* **Source document**

▬▬▬

That's what I've been trying to convey all along.

> theory -- I'm not proposing implementing these until there's demand)
> have:
>
> net.socket_create_filter = "none": no filter
> net.socket_create_filter = "bpf:baadf00d": bpf filter

i'm assuming 'baadf00d' is bpf program fd expressed a text string?
and kernel needs to parse above? will you allow capital and lower
case for 'bpf:' ? and mixed case too? spaces and tabs allowed or not?
can program fd expressed as decimal or hex or both?
how do you return the error? as a text string for user space
to parse?

> net.socket_create_filter = "iptables:foobar": some iptables thingy
> net.socket_create_filter = "nft:blahblahblah": some nft thingy

iptables/nft are not applicable to 'bpf_socket_create' which
looks into:
struct bpf_sock {
__u32 bound_dev_if;
__u32 family;
__u32 type;
__u32 protocol;
};
so don't fit as an example.

> net.socket_create_filter = "disallow": no sockets created period
> net.socket_create_filter = "address_family_list:1,2,3": allow AF 1, 2, and 3

so you're proposing to add a bunch of hard coded logic to the kernel.
First to parse such text into some sort of syntax tree or list/set
and then have hard coded logic specifically for these two use cases?
While above two can be implemented as trivial bpf programs already?!
That goes 180% degree vs bpf philosophy. bpf is about moving
the specific code out of the kernel and keeping kernel generic that
it can solve as many use cases as possible by being programmable.

> See? This API is not bpf-specific. It's an API for filtering. The

no. I don't see it. BPF_CGROUP_INET_SOCK_CREATE is very much bpf specific
and we just discussed it to the last the detail.

> Can you explain your use case more clearly?
...
> What exactly isn't sensible about using cgroup_bpf for containers?

my use case is close to zero overhead application network monitoring.

> >> > As you're pointing out, in case of security, we probably
> >> > want to preserve original bpf program that should always be
> >> > run first and only after it returned 'ok' (we'd need to define
> >> > what 'ok' means in secruity context) run program attached to sub-hierarchy.
> >>
> >> It's already defined AFAICT. 1 means okay. 0 means not okay.
> >
> > sorry that doesn't make any sense. For seccomp we have a set of
> > ranges that mean different things. Here you're proposing to
> > hastily assign 1 and 0 ? How is that extensible?
> > We need to carefully think through what should be the semantics
> > of attaching multiple programs, consider performance implications,
> > return codes and so on.

▬▬▬

* **Information provided**
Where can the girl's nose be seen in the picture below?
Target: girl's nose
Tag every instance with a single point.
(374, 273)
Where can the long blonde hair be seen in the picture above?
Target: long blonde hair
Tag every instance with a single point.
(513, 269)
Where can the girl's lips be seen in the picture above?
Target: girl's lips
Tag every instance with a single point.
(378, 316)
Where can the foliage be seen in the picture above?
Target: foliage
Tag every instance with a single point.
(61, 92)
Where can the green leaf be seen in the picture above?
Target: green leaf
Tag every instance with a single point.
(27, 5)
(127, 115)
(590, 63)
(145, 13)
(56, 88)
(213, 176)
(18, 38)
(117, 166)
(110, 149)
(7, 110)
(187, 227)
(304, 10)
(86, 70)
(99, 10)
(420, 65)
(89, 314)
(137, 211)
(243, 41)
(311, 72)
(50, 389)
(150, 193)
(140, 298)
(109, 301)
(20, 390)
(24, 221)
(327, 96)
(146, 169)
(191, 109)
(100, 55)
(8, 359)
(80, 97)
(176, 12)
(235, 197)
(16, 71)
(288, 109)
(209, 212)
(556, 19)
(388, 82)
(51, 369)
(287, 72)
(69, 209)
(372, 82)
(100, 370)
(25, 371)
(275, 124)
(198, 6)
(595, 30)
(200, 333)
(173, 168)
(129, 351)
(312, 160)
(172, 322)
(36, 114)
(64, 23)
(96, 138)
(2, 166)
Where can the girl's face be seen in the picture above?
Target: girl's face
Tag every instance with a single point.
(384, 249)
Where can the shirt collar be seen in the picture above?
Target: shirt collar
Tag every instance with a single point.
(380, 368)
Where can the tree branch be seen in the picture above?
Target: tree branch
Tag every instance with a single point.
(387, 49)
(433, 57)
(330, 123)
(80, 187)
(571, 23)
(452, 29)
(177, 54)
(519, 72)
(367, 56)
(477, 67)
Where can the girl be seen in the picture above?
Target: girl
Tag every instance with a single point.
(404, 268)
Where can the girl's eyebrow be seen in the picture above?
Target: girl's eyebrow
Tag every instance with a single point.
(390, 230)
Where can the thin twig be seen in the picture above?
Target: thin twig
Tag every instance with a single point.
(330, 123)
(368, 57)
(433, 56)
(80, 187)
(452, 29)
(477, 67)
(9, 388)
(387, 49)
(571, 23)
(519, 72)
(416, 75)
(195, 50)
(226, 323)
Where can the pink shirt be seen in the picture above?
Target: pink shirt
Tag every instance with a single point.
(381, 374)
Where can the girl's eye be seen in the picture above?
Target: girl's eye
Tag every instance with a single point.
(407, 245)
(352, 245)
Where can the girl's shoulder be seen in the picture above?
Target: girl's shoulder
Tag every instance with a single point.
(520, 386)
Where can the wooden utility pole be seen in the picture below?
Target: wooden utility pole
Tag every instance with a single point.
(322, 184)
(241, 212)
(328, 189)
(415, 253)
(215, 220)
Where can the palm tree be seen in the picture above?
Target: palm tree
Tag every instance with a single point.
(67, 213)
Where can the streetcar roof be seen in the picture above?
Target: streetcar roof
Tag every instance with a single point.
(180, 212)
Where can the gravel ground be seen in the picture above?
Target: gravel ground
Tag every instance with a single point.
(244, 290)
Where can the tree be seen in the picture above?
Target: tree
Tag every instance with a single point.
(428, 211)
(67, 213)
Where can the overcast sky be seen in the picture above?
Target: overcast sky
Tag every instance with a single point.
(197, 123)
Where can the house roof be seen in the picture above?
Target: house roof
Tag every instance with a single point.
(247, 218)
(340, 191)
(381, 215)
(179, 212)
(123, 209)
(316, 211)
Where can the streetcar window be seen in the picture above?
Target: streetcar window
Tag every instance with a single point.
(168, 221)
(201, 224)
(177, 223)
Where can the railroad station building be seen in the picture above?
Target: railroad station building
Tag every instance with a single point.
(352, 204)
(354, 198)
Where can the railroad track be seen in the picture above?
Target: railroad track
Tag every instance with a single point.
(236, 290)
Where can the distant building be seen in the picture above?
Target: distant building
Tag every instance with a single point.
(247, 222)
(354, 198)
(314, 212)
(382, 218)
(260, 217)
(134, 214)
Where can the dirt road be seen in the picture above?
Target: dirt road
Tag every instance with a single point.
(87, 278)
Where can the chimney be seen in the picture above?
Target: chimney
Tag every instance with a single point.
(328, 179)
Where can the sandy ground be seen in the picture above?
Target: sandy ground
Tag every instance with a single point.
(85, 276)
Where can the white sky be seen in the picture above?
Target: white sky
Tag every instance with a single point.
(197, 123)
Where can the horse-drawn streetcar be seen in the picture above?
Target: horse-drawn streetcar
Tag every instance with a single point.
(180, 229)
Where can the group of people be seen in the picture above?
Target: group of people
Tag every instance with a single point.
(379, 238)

▬▬▬

* **Requirements**
1. Print the portion of the email reply about socket creation filtering from "While above two" up to and including "last the detail.".
2. Summarize the email reply about socket creation filtering in two sentences.
3. Go on with the email reply about socket creation filtering, starting right after its final sentence.

* **Task-by-task results**
1.
While above two can be implemented as trivial bpf programs already?!
That goes 180% degree vs bpf philosophy. bpf is about moving
the specific code out of the kernel and keeping kernel generic that
it can solve as many use cases as possible by being programmable.

> See? This API is not bpf-specific. It's an API for filtering. The

no. I don't see it. BPF_CGROUP_INET_SOCK_CREATE is very much bpf specific
and we just discussed it to the last the detail.

2. The writer questions a proposed text-based setting, net.socket_create_filter, asking how values like "bpf:baadf00d" would be parsed and how errors would be returned, and says the iptables and nft examples don't fit because bpf_socket_create looks only at the bound device, family, type, and protocol. The writer also argues that adding hard-coded kernel logic for options like "disallow" or an address family list runs against the bpf philosophy of keeping the kernel generic and programmable, since both cases can already be implemented as trivial bpf programs.

3.
>
> You already assigned it. The return value of the bpf program, loaded
> in Linus' tree today, tells the kernel whether to accept or reject.

yes. that's what the program tells the hook.
I'm saying that whenever we have a link list of the programs
interaction between them may or may not be expressible with 1/0
and I don't want to rush such decision.

> >
> >> > Another alternative is to disallow attaching programs in sub-hierarchy
> >> > if parent has something already attached, but it's not useful
> >> > for general case.
> >> > All of these are possible future extensions.
> >>
> >> I like this last one, but IT'S NOT A POSSIBLE FUTURE EXTENSION. You
> >> have to do it now (or disable the feature for 4.10). This is why I'm
> >> bringing this whole thing up now.
> >
> > We don't have to touch user visible api here, so extensions are fine.
>
> Huh? My example in the original email attaches a program in a
> sub-hierarchy. Are you saying that 4.11 could make that example stop
> working?

No. As was pointed out before only root can load BPF_PROG_TYPE_CGROUP_[SKB|SOCK]
type programs and only root can attach them.
and this root semantics obviously have to be preserved from now on,
but that doesn't mean that non-root combinations have to follow the same.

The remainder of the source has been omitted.